** start **

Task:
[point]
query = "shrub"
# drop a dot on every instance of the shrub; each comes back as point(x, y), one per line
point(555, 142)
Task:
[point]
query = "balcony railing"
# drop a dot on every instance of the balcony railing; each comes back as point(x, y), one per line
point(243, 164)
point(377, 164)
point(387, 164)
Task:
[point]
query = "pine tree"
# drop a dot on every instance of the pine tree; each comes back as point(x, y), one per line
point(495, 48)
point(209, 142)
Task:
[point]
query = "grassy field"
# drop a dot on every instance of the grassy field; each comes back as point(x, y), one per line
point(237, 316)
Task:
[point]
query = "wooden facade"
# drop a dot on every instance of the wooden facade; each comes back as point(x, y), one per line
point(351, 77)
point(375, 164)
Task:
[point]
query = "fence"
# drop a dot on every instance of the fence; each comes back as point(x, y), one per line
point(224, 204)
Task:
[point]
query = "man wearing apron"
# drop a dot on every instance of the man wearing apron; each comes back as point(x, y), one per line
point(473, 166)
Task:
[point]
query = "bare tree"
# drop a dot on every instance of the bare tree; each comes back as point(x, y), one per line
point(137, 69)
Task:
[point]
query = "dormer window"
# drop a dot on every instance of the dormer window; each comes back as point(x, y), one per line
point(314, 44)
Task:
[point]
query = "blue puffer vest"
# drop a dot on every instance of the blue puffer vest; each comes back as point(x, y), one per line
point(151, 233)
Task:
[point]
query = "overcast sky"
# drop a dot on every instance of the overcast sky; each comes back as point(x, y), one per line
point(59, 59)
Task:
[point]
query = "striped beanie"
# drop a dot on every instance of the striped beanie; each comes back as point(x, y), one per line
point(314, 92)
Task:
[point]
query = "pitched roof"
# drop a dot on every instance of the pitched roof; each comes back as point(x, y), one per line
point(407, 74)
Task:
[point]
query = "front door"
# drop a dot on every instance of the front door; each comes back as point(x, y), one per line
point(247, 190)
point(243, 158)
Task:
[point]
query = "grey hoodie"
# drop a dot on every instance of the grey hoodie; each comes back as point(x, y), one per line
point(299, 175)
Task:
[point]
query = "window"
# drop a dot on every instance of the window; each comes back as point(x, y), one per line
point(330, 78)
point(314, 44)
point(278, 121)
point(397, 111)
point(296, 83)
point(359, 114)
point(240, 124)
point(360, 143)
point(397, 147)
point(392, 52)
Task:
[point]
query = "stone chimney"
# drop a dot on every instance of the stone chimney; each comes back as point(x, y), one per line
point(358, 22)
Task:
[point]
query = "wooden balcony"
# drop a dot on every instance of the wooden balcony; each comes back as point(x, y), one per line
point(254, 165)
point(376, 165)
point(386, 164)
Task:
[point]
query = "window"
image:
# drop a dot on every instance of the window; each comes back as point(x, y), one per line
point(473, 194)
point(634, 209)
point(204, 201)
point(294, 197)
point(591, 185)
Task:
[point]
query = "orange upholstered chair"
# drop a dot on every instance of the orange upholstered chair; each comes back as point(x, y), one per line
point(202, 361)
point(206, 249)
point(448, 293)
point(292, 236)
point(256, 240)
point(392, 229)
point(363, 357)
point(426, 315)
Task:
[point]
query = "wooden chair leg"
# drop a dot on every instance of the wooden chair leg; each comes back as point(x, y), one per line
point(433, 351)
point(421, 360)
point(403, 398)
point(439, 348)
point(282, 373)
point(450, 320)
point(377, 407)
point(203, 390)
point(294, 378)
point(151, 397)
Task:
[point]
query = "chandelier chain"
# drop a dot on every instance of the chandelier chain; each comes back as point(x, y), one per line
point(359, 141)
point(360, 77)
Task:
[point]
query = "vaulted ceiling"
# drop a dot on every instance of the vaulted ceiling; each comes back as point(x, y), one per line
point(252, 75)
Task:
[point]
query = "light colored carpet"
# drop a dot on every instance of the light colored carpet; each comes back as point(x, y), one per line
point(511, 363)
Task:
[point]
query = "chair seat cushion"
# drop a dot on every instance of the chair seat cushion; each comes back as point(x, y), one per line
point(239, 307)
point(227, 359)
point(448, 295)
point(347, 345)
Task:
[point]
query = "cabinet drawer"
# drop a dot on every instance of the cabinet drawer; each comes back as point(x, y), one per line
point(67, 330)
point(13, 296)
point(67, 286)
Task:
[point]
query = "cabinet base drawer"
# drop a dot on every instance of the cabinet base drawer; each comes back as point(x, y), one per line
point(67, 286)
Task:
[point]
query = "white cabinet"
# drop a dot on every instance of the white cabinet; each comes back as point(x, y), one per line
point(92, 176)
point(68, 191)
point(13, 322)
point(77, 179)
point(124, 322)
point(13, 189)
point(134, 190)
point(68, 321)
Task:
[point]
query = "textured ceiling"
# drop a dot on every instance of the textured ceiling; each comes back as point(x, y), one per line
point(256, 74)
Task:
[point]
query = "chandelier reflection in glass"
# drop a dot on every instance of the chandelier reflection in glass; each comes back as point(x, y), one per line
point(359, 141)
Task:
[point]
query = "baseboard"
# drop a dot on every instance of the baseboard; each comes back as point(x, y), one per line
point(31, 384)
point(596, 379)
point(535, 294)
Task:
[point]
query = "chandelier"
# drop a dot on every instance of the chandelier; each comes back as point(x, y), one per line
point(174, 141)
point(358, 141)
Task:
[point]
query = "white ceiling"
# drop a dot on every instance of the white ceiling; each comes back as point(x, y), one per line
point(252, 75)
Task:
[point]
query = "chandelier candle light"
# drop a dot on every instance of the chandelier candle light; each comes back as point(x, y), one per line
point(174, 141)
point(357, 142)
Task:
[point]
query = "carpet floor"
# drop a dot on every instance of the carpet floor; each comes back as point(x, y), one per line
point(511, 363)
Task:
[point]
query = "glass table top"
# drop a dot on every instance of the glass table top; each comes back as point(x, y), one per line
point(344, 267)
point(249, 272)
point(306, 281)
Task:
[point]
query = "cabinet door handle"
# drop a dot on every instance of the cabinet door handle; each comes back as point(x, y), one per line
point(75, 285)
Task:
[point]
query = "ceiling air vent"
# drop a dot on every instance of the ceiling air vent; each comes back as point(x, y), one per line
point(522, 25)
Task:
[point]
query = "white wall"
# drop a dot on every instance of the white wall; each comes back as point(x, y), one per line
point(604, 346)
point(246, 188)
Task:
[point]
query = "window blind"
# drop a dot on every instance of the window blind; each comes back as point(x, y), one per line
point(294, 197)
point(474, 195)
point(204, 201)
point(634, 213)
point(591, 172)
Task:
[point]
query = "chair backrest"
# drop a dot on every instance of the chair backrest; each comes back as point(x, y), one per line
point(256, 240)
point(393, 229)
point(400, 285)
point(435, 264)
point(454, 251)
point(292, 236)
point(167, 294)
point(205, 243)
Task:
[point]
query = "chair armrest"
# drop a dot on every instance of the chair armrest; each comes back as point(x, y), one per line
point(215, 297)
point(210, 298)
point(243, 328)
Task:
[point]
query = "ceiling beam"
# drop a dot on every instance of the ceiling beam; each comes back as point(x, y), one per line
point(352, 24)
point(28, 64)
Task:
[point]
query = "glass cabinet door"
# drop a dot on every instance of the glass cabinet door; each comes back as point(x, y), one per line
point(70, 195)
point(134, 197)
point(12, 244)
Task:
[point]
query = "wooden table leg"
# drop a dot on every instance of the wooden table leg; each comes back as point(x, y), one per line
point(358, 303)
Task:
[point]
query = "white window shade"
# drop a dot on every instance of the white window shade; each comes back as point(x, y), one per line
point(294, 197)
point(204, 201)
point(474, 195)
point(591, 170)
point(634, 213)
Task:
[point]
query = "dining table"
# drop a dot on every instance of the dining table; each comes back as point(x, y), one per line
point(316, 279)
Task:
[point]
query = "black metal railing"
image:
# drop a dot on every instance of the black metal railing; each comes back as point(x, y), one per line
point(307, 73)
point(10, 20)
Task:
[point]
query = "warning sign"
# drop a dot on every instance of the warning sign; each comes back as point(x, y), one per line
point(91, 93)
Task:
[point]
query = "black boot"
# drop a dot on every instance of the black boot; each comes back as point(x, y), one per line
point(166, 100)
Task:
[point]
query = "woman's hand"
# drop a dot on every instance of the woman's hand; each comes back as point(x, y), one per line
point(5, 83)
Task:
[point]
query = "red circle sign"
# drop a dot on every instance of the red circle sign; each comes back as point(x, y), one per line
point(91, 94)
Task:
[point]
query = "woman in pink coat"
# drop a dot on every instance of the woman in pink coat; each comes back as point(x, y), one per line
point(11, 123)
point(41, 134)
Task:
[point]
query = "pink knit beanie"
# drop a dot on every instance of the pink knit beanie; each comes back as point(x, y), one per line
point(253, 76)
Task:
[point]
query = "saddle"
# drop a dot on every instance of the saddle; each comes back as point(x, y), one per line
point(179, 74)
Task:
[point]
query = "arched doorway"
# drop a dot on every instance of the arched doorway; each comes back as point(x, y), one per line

** end **

_AIM:_
Copy the entries word for word, starting at the first line of the entries and ending at the line that contains "point(299, 175)", both included.

_ANSWER FOR THIS EXERCISE:_
Task:
[point]
query = "shrub"
# drop a dot on every instance of the shrub; each comes back as point(x, y), one per line
point(555, 142)
Task:
[point]
query = "balcony railing"
# drop a dot on every instance of the balcony railing; each comes back as point(x, y), one per line
point(243, 164)
point(377, 164)
point(387, 164)
Task:
[point]
query = "pine tree"
# drop a dot on every instance of the pine tree; each comes back as point(x, y), one per line
point(495, 48)
point(209, 142)
Task:
[point]
query = "grassy field"
# drop a dot on every instance of the grassy field; each comes back as point(x, y), one per line
point(237, 316)
Task:
[point]
query = "wooden facade"
# drop a dot on every instance of the wooden facade; each comes back as point(x, y), one per line
point(351, 77)
point(375, 164)
Task:
[point]
query = "fence"
# drop a dot on every instance of the fence; each comes back as point(x, y), one per line
point(224, 204)
Task:
[point]
query = "man wearing apron"
# drop a dot on every instance of the man wearing apron; each comes back as point(x, y), one per line
point(473, 166)
Task:
[point]
query = "bare tree"
# drop a dot on every instance of the bare tree; each comes back as point(x, y), one per line
point(137, 69)
Task:
[point]
query = "dormer window"
# drop a dot on every instance of the dormer window; each comes back as point(x, y), one per line
point(314, 44)
Task:
[point]
query = "blue puffer vest"
# drop a dot on every instance of the blue puffer vest; each comes back as point(x, y), one per line
point(151, 233)
Task:
[point]
query = "overcast sky"
# drop a dot on every instance of the overcast sky; each comes back as point(x, y), one per line
point(59, 59)
Task:
[point]
query = "striped beanie"
# drop a dot on every instance of the striped beanie; each comes back as point(x, y), one per line
point(314, 92)
Task:
[point]
query = "pitched roof"
# drop a dot on every instance of the pitched roof; each comes back as point(x, y), one per line
point(407, 74)
Task:
[point]
query = "front door"
# drop a dot on every instance of the front door; each comes back as point(x, y), one per line
point(247, 190)
point(243, 158)
Task:
[point]
query = "grey hoodie"
# drop a dot on every instance of the grey hoodie; each comes back as point(x, y), one per line
point(299, 175)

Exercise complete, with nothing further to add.